Natural-language object grounding data
○ ○ ○ ○ ○
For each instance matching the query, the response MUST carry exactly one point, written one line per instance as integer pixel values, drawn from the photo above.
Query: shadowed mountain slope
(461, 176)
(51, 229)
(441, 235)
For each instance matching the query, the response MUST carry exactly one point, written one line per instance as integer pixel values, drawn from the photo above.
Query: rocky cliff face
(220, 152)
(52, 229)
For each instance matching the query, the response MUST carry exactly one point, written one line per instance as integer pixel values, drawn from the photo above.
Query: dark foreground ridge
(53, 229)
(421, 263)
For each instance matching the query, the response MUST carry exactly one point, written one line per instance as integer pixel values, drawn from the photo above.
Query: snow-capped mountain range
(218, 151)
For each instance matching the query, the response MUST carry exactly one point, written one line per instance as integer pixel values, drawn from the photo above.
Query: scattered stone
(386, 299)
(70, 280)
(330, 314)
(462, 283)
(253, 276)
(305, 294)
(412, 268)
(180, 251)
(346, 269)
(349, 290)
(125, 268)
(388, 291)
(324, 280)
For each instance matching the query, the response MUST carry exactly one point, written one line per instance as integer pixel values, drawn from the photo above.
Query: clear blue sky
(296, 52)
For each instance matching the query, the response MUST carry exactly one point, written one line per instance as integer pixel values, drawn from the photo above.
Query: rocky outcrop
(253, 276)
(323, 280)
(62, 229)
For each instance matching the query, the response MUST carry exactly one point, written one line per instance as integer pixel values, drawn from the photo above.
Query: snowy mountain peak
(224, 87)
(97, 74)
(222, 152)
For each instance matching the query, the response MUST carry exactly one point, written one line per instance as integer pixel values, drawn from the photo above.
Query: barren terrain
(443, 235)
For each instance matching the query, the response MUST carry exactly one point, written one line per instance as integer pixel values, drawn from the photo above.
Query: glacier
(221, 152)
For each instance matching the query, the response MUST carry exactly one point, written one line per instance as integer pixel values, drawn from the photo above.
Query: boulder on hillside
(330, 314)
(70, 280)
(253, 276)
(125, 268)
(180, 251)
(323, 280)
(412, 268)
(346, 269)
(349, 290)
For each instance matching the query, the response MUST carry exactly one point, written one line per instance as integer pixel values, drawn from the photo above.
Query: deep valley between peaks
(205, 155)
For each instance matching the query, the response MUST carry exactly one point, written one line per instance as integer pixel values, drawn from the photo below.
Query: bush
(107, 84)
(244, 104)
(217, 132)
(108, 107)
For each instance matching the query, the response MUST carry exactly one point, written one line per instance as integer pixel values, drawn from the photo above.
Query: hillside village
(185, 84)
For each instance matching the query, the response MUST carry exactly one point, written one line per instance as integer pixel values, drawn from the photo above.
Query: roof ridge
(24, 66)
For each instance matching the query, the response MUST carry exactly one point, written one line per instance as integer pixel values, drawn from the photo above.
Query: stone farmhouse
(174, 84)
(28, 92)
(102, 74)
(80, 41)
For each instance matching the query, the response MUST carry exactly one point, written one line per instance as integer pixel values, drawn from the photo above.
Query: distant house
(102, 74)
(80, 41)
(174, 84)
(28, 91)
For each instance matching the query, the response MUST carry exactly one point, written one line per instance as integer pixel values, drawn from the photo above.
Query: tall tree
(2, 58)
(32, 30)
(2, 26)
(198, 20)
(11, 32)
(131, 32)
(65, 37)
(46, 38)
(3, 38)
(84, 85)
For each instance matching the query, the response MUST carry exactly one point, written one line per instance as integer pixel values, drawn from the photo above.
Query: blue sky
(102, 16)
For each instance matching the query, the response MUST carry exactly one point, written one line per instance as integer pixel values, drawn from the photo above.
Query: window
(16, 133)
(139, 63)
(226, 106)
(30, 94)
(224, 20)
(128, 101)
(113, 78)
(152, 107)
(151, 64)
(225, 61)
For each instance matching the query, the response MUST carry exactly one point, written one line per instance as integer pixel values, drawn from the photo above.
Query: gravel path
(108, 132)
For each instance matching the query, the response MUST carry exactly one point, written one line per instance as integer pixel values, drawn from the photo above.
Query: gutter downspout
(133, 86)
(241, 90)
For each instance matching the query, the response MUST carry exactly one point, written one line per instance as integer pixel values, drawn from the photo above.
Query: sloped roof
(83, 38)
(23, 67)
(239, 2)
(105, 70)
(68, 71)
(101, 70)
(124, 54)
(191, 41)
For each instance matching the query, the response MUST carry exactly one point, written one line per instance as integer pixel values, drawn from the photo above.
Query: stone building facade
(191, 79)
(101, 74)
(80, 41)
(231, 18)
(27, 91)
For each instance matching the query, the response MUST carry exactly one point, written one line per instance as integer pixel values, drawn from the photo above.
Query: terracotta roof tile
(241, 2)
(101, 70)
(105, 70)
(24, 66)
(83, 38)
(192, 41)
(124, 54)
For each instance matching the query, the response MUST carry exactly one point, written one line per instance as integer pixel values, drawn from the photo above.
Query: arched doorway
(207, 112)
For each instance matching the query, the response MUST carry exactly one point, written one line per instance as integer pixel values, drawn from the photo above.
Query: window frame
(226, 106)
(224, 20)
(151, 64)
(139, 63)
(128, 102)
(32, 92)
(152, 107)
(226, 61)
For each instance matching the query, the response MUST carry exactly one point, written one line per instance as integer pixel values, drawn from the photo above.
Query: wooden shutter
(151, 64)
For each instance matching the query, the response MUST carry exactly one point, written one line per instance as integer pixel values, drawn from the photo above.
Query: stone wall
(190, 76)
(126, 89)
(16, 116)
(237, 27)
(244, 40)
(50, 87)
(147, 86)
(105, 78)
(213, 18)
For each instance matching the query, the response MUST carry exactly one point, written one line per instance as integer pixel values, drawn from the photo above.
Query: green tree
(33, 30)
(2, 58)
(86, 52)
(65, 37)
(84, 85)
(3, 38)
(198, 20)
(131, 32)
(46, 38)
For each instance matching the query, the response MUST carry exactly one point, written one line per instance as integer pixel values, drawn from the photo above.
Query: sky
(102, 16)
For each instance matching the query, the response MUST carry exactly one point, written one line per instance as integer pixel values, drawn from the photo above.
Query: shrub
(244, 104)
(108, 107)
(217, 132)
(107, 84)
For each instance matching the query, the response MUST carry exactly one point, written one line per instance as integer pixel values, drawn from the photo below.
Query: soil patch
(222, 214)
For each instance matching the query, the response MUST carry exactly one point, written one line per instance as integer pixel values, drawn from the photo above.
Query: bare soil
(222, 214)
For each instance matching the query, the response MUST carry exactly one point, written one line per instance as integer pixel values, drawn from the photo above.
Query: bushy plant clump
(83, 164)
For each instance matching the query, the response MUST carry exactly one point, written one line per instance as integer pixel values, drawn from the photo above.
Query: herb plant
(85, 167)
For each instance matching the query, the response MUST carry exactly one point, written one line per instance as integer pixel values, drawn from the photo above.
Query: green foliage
○ ○ ○ ○ ○
TRY IT
Repeat the entries above exactly, leaving nothing out.

ANSWER TO THE EXERCISE
For each instance matching the query, the response MUST carry exactly one point, written one line per instance as integer pixel values, drawn from the photo above.
Query: shadowed mountain slope
(461, 176)
(51, 229)
(441, 235)
For each instance matching the query, the response MUST carry exactly one point, written one line per instance as integer pixel values, drawn from the photo above.
Query: rocky cliff face
(220, 152)
(52, 229)
For each instance matching the query, the response MUST carry exactly one point, written one line per instance as integer pixel values, drawn from the photo above.
Query: dark foreground ridge
(53, 229)
(421, 263)
For each instance matching the query, the response MUST carry exactly one point, written one line per instance as integer pixel values, drawn from the photo above.
Query: snow-capped mountain range
(218, 151)
For each instance matching the query, the response MUST carry exactly one point, written one line per instance as integer pixel values, drawn from the photo above.
Query: scattered stone
(386, 299)
(70, 280)
(330, 314)
(462, 283)
(253, 276)
(305, 294)
(412, 268)
(180, 251)
(346, 269)
(349, 290)
(125, 268)
(388, 291)
(324, 280)
For each instance matching the query, the response MUST carry exactly one point, written one line per instance as integer pixel values, drawn from the photo above.
Query: clear blue sky
(296, 52)
For each instance matching the query, the response MUST carry exactly one point, written one line per instance as integer pixel values, drawn from the photo above.
Query: rocky outcrop
(253, 276)
(323, 280)
(62, 229)
For each instance matching the query, the response MUST carry exactly one point, written one line per instance as integer pixel values, drawn from the photo above.
Query: snowy mountain peak
(224, 87)
(97, 74)
(222, 152)
For each instance matching the query, the response MUST carry exactly one point, written one line per instance as integer pixel values, drawn from the photo above.
Query: barren terrain
(443, 235)
For each instance matching the query, the response MUST carry exactly one point, written one line per instance as integer pixel values, drawn from the photo above.
Query: glacier
(221, 152)
For each instance matching the query, the response MUST carry exactly one point, written one line per instance as integer pixel values, drawn from the photo above.
Query: boulder on hillside
(330, 314)
(70, 280)
(253, 276)
(125, 268)
(180, 251)
(323, 280)
(412, 268)
(346, 269)
(349, 290)
For each instance matching the query, the response MUST carry exactly one point, written one line per instance as integer pixel values, drawn from the photo above.
Query: deep valley between peaks
(205, 155)
For each instance matching the query, the response MUST carry exactly one point, written one line per instance as integer pixel values, drawn from the photo below.
Query: bush
(107, 84)
(244, 104)
(217, 132)
(108, 107)
For each instance matching the query, the response MUST carry exactly one point, written one line per instance as integer pixel values, drawn from the photo above.
Query: hillside village
(185, 84)
For each instance matching the query, the response MUST carry exactly one point, written one line per instance as integer pixel values, drawn from the photo above.
Query: roof ridge
(24, 66)
For each instance matching the query, the response MUST carry exactly one point, written one line per instance as integer pixel values, drawn from the photo above.
Query: stone farmhouse
(174, 84)
(28, 92)
(102, 74)
(80, 41)
For each instance matching the query, the response MUST carry exactly one point, written one line per instance as integer pixel values, drawn from the photo above.
Query: distant house
(102, 74)
(80, 41)
(174, 84)
(28, 91)
For each instance matching the query, the response MUST carry exactly one point, written one line per instance as integer pixel values, drawn from the photo above.
Query: tall tree
(2, 58)
(32, 30)
(2, 26)
(198, 20)
(11, 32)
(131, 32)
(65, 37)
(46, 38)
(3, 38)
(84, 85)
For each instance matching the query, the response MUST carry exactly one point, written one line per instance as integer pixel values, drawn from the photo above.
Query: blue sky
(102, 16)
For each instance matching the query, the response MUST carry exactly one point, written one line per instance as integer pixel values, drawn from the photo above.
Query: window
(16, 133)
(139, 63)
(226, 106)
(30, 94)
(224, 20)
(128, 101)
(113, 78)
(152, 107)
(151, 64)
(225, 61)
For each instance matching the query, the response MUST carry exactly one point, written one line per instance as integer pixel values, drawn from the photo above.
Query: gravel path
(108, 132)
For each instance matching the query, the response MUST carry exactly one point, written one line per instance as integer pixel values, drawn from the photo above.
Query: gutter downspout
(133, 86)
(241, 90)
For each instance matching the query, the response MUST carry exactly one point, written one line per instance as integer pixel values, drawn from the photo above.
Query: sloped roof
(83, 38)
(23, 67)
(239, 2)
(105, 70)
(68, 71)
(101, 70)
(124, 54)
(191, 41)
For each instance matching the query, the response MUST carry exactly one point, written one line per instance as integer pixel values, drawn from the photo above.
Query: stone building facade
(191, 79)
(101, 74)
(80, 41)
(231, 18)
(27, 91)
For each instance matching the query, the response MUST carry exactly one point, written one line per instance as integer pixel values, drawn from the photo above.
Query: terracotta roof tile
(241, 2)
(101, 70)
(105, 70)
(24, 66)
(83, 38)
(192, 41)
(124, 54)
For each instance matching the query, the response MUST carry exactly one point, written one line per instance as integer pixel values, drawn from the photo above.
Query: arched doorway
(207, 112)
For each instance matching the query, the response MUST carry exactly one point, written one line per instance as integer pixel values, drawn from the photo above.
Query: window frame
(226, 106)
(224, 20)
(151, 64)
(139, 63)
(128, 102)
(32, 92)
(152, 107)
(226, 61)
For each instance matching the query, the response MUST carry exactly one point, written one line per instance as integer pixel values, drawn from the photo above.
Query: wooden shutter
(151, 64)
For each instance matching the query, the response MUST carry exactly one point, written one line per instance as integer pixel values, drawn from the photo above.
Query: stone wall
(190, 76)
(126, 89)
(16, 116)
(237, 27)
(244, 40)
(50, 87)
(147, 86)
(105, 78)
(213, 18)
For each instance matching the query, the response MUST carry exactly one point, written one line per instance as integer pixel values, drawn from the photo above.
Query: green tree
(33, 30)
(2, 58)
(86, 52)
(65, 37)
(84, 85)
(3, 38)
(198, 20)
(131, 32)
(46, 38)
For each instance matching the query, the response MUST carry exactly one point, written one line per instance as integer pixel values, drawn from the photo above.
Query: sky
(102, 16)
For each instance matching the query, the response MUST carry exactly one point, written one line per instance as integer pixel values, drawn from the photo above.
Query: shrub
(244, 104)
(108, 107)
(217, 132)
(107, 84)
For each instance matching the query, the response MUST carry exactly one point, written one line per instance as integer pixel values, drawn from the photo below.
Query: soil patch
(222, 214)
For each instance matching the query, the response MUST carry exactly one point, written one line per instance as integer pixel values, drawn from the photo above.
Query: bare soil
(222, 214)
For each instance matching the query, the response MUST carry exactly one point, written one line per instance as integer pixel values, drawn from the photo above.
Query: bushy plant clump
(83, 164)
For each instance matching the query, the response MUST carry exactly one point, written one line per instance as integer pixel values, drawn from the photo above.
Query: herb plant
(85, 167)
For each instance matching the query, the response MUST carry exactly one point, written one line per instance as integer pixel values, drawn from the photo above.
Query: green foliage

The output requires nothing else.